EL «MITO HABSBÚRGICO» EN LA LITERATURA AUSTRÍACA O CÓMO ESTRELLAR UNA TARTA SACHER EN LA CARA. De la serie «NOTICIAS DE UN IMPERIO» (Núm. 17). Por Pablo Romero Gabella

Pte. Erzsebet, Budapest 2003

El Puente de Erzsebet, sobre el Danubio

[Foto LGV Budapest 2003]

El año 2022 comenzó con una de esas polémicas efímeras que incendian las redes sociales. Dicha quimera se refería al Concierto de Año Nuevo vienés. Partidarios y contrarios a dicho acontecimiento se enzarzaron en una disputa tan absurda como divertida que hacía, de nuevo, traernos Noticias de un Imperio. Unos lo consideran un pastiche cursi, burgués, decadente, reaccionario y tan rancio como las películas de Sissi. En la otra trinchera cibernética se lo defiende como un referente de la cultura (occidental) y de las buenas maneras tradicionales de un día de resaca. En el centro del conflicto estaba un mito: el mito del imperio austro-húngaro, el mito de la vieja Europa o el «mito habsbúrgico» en palabras de Claudio Magris.

   Magris es un profesor universitario y escritor italiano nacido en Trieste en 1939. Hoy este intelectual, firme defensor del europeísmo, es conocido por un magnífico libro titulado El Danubio (1986). Un libro de viajes que se trasviste de ensayo histórico, filosófico, literario e incluso gastronómico. Prometemos traerlo por aquí. El espacio geográfico del libro era la ya tan manida «Mittleuropa», que, en gran parte, perteneció al Imperio.

   Veintitrés años antes de escribir esta obra publicó su tesis doctoral El mito habsbúrgico en la literatura austríaca (editado en español en México en 1998). Sin embargo el joven Magris no era tan lírico como lo sería en su madurez. En su tesis se atacaba sin piedad alguna a la literatura austríaca postimperial. Su delito era mantener el fantasma del imperio habsbúrgico, tan falso como el Concierto de Año Nuevo.

   Pero ¿en qué consiste este mito? Según Magris,  este mito es muy poderoso porque supone una reacción a la modernidad progresista. Los escritores y artistas reinventaron una realidad histórica retrógrada en otra «ficticia e ilusoria», en «un mundo ordenado de fábula; todo al servicio de la evasión para olvidar el apocalipsis de 1918». Habían inventado, sin saberlo, su propio Metaverso que es lo último en evasión pandémica.

Líneas proporcionadas:
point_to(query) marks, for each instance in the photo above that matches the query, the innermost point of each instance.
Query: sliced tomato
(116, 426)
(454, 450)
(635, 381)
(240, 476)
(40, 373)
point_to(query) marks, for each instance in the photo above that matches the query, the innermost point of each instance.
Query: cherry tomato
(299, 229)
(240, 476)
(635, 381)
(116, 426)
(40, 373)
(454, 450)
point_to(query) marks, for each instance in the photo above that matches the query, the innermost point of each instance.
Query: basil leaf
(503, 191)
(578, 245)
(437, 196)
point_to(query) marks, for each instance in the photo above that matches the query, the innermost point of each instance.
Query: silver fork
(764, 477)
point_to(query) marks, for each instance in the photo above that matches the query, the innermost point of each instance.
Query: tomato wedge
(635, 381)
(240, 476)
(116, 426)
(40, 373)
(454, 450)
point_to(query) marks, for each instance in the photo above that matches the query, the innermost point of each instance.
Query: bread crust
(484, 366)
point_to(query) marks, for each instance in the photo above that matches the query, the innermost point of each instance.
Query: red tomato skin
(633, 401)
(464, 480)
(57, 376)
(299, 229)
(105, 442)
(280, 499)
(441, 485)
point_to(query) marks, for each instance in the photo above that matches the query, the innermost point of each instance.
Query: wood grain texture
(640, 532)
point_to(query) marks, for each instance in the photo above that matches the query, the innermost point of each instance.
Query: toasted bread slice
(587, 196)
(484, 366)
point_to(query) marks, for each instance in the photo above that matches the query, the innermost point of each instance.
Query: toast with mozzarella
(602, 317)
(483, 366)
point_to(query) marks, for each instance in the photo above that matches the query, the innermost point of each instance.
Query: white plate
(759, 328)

Instrucción escrita 1:
¿Puedes reproducir el pasaje del texto sobre el mito habsbúrgico que empieza en las palabras que contienen "El Puente de" y termina justo después de "de Claudio Magris."?
Instrucción escrita 2:
¿Podrías prolongar el ensayo sobre el mito habsbúrgico en la literatura austríaca a partir de su última oración?

Respuesta 1:
El Puente de Erzsebet, sobre el Danubio

[Foto LGV Budapest 2003]

El año 2022 comenzó con una de esas polémicas efímeras que incendian las redes sociales. Dicha quimera se refería al Concierto de Año Nuevo vienés. Partidarios y contrarios a dicho acontecimiento se enzarzaron en una disputa tan absurda como divertida que hacía, de nuevo, traernos Noticias de un Imperio. Unos lo consideran un pastiche cursi, burgués, decadente, reaccionario y tan rancio como las películas de Sissi. En la otra trinchera cibernética se lo defiende como un referente de la cultura (occidental) y de las buenas maneras tradicionales de un día de resaca. En el centro del conflicto estaba un mito: el mito del imperio austro-húngaro, el mito de la vieja Europa o el «mito habsbúrgico» en palabras de Claudio Magris.

Respuesta 2:
   En este «Wonderland» no hay ni reinas bidimensionales neuróticas y empoderadas, ni conejos con sombreros, ni gusanos fumadores; lo que hay es la representación de «una patria ideal, inmóvil y envejecida pero que había concentrado virtudes, ya increíbles, digno decoro y corrección, pedante respeto y cómoda tranquilidad, fugaz y desconsoladora alegría de vivir.»  El argumentario, en suma, de los «haters» del «Das Neujahrskonzert».

   ¿Cuál fue su origen? Al parecer sus raíces arraigan en la derrota austríaca ante Napoleón que, en 1806, abolió el milenario Sacro Imperio Romano Germánico, ese eterno otoño de la Edad Media que los escritores postimperiales intentaron mantener vivo en la UCI de la novela.

   Para Magris el mito contiene tres elementos: la idea de un imperio supranacional, el burocratismo y el hedonismo. Como apunte, ¿no se parece demasiado a lo que muchos dicen que representa la Unión Europea?

   En lo referente a lo supranacional, el mito se centra en una figura histórica presente en casi todas estas obras: el viejo emperador Francisco José I (1830-1916). Para Magris «una figura fuera de la vida, profética y torpe». Un «arma contra la historia», una historia  que, entendida como progreso,  iba de la mano del nacionalismo (polaco, checo, húngaro, serbio, rumano, croata…). Magris identifica nacionalismo con modernidad frente a un vetusto imperio, «cárcel de las naciones», que representa el inmovilismo aristocrático y clerical. No obstante, la realidad no es en blanco y negro, en el imperio también se había desarrollado una cultural liberal, moderna y burguesa representada por figuras como Mahler, Krauss o Freud.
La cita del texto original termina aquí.